# SOURCE:
Computer Interaction (at least, in Denmark) that used empirical user
studies as its main thrust. But that was for graduate students. They
actually did their own research projects; each student would go and do
a measurement study of some user interface phenomenon. That was a sort
of pilot to see whether we could even do this type of work within this
engineering-oriented environment. After that, the undergraduate course
was very popular.
TA: Weren't the people who were
doing graduate research like this traditionally in psychology as
opposed to an engineering environment?
JN: That's very true. And psychology departments
don't tend to value or emphasize studies that are helpful for people
interested in user interfaces.
Usability is really an intersection between psychology and
engineering, and even art and visual design. There are a lot of
different components and, in traditional university departments, each
were studied in ways that didn't really help our field.
One way of looking at Human Computer Interaction is as a
multidisciplinary field; another way is to say this is a new field that
draws upon older fields.
TA: Yes; that's one of the
reasons for doing these interviews. Different people have picked up
interesting elements of other fields and pulled them all together.
JN: Yes.
TA: We were talking about your
annoyance at not having any money and that leading to discount
usability. But it also sounds like that you were transitioning into the
corporate world.
JN: Oh, completely. In fact, that's what happened.
I actually spent about a year at the IBM TJ Watson Research Lab, which
was a brilliant research lab. At the time IBM was emphasizing what was
called CUA or Common User Interface Architecture. That emphasis funded
much more research into usability and user interfaces.
I worked with several really brilliant people there. It was just for
a year, but I discovered that I liked working in industrial lab as
opposed to a university lab.
There were so many people, it's unfair to even mention any
individual ones but John Gould was one of my big idols at the time. I
learned a lot from him. He is actually retired now but he was a
brilliant person in terms of designing experiments to study new things.

# RECORD SET:
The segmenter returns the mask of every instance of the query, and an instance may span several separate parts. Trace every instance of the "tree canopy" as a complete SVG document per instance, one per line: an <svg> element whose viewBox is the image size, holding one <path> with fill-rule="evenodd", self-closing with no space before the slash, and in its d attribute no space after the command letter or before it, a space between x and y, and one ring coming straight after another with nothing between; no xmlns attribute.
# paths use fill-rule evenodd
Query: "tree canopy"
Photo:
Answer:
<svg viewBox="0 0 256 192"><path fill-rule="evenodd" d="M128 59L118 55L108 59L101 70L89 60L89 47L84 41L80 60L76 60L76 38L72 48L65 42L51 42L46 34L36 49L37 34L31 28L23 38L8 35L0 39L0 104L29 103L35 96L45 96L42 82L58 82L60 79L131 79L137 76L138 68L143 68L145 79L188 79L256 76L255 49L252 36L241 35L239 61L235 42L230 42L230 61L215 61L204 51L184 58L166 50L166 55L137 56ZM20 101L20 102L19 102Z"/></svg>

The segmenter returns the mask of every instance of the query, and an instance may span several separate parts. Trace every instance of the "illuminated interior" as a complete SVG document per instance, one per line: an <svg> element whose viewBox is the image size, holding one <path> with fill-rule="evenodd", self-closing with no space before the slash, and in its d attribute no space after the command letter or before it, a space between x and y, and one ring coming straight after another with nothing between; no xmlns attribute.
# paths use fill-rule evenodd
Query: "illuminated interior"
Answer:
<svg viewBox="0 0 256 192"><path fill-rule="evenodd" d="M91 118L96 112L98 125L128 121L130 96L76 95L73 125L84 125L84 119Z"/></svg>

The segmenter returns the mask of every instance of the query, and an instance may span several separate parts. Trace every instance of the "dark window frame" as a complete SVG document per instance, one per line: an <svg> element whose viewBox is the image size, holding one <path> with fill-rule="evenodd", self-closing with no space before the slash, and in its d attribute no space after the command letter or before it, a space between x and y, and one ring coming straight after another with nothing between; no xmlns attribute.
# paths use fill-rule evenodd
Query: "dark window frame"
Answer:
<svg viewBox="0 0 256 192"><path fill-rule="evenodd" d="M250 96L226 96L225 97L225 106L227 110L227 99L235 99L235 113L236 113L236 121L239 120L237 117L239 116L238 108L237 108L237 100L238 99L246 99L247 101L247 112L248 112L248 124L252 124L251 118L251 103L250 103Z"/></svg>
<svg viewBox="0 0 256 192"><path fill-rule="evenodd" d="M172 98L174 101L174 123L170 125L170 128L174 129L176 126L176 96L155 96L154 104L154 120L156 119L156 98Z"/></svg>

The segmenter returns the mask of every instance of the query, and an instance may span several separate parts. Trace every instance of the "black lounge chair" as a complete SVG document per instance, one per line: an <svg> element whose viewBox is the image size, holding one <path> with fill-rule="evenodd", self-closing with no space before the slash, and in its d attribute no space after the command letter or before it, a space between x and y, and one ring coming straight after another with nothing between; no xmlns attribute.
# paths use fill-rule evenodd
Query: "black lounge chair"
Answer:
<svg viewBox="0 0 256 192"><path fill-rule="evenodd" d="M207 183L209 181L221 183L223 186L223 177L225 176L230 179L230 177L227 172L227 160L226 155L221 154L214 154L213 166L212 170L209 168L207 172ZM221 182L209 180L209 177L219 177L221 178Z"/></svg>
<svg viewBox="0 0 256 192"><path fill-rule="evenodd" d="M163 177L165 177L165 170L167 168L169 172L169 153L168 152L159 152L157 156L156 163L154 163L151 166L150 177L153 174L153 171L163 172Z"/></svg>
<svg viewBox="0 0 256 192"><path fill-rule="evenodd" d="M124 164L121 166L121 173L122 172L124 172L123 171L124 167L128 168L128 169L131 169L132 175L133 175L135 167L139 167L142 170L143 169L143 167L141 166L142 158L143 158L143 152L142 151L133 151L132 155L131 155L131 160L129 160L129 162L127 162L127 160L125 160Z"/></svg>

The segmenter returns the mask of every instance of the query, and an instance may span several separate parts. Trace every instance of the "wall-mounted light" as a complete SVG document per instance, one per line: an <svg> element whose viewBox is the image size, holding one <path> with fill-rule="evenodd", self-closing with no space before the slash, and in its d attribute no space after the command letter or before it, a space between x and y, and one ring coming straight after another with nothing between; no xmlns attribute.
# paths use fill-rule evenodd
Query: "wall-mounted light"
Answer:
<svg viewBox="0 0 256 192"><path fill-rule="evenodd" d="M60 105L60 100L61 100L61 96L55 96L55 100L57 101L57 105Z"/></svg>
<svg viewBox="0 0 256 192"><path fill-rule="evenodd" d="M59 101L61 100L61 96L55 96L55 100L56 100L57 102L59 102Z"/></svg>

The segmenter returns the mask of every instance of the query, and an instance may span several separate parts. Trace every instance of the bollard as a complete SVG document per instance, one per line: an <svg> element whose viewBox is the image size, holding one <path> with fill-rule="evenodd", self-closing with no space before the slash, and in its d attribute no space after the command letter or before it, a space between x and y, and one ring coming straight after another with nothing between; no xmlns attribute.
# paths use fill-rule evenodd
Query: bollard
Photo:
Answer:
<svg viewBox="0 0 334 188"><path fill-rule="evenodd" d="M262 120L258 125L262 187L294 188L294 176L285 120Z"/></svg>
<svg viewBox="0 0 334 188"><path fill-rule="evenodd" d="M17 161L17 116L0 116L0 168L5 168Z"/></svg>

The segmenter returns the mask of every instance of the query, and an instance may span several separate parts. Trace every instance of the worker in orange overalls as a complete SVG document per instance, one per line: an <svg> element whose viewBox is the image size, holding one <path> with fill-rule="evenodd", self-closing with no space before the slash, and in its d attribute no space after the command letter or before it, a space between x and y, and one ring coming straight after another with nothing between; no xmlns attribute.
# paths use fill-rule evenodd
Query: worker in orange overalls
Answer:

# CHALLENGE A:
In the usability interview, why was the graduate course described as a pilot? Answer in one to three sentences.
# CHALLENGE B:
Do these statements agree with the usability interview? For each, answer yes or no and quote the deciding words.
(i) The speaker spent about two years at the IBM TJ Watson Research Lab.
(ii) The speaker came to prefer an industrial lab to a university lab.
(iii) John Gould was still working at the time of the interview.
# CHALLENGE C:
Can you carry on the usability interview past its last sentence, keeping the same speakers and conversational tone?

# EXERCISE OUTPUT A:
It was a pilot meant to test whether empirical user-interface research could be done at all within an engineering-oriented environment.

# EXERCISE OUTPUT B:
(i) No: "I actually spent about a year at the IBM TJ Watson Research Lab"
(ii) Yes: "I discovered that I liked working in industrial lab as opposed to a university lab."
(iii) No: "He is actually retired now"

# EXERCISE OUTPUT C:
For example, he studied how to do three-dimensional user interfaces at
a time when we couldn't really build them.
Because we couldn't build 3D interfaces, he had people use Mr.
Potato Head and other types of physical objects to study the actions
and operations people would do when they were given tasks to make
certain changes on these toys.
He did these really early studies to come up with very interesting
early insights that then later on - maybe 10 years later - might fit
into IBM products when the technology caught up with him.
He was really a true pioneer there, and there were many other brilliant people, like Jack Carroll.
That was just for a year. I went back to university but said, "okay,
I don't like being locked up in this ivory tower." Then I moved to
Bellcore (Bell Communications Research), which was the telephone
company or, actually, the regional telephone companies' lab in New
Jersey.
It was a spin off of Bell Labs. At the time of the telephone company
divestiture, the regional companies and AT&T each got their own
research companies. The regional labs had particular emphasis on human
factors, and their labs had absorbed most of the old human factors
department at AT&T.
Now we'll go back to the '50s, when they did things like designing
the touchtone keypad and doing experiments to decide how you should lay
out the number keys for having the best possible telephone keypad.
Some of the people coming from Bell Labs were real old timers and
had done very pioneering early work. That was a really core competency
level of expertise in the new group at Bellcore. I was very privileged
to join that group; they did brilliant work in different aspects of
user interface.
This is also where my interest in hypertext came back a bit. That
had been on the back burner during those academic years, because we
couldn't really build hypertext systems. Hypertext was very
hypothetical; it was an idea that we could connect all the worlds of
information together and have online information sources.
The biggest computer we had was a Mac Plus, which had one megabyte
of memory. It did run HyperCard, and we could actually do a little
hypertext at the time, but not very much.
On the other hand, at Bellcore, Dennis Egan and another group had
built a product called Superbook, which was intended to put technical
documentation online.
The intention was to put technical documentation for phone companies
online. The documentation for one of the big central offices that held
all the big switches took up an entire wall full of binders.
So making that documentation actually searchable and linked, so
people could pull up any piece of information they wanted on the screen
within a few seconds, was a huge benefit.
Again, this was well before the web, of course. This is a time where
we had pre-web hypertexts. It was exciting to get back into that work.
TA: So you were working with
people who had really pushed the area of Human Factors. They were
working on hardware, like the layout of buttons and things like that.
And you came in at a time when they were transitioning to work on
software.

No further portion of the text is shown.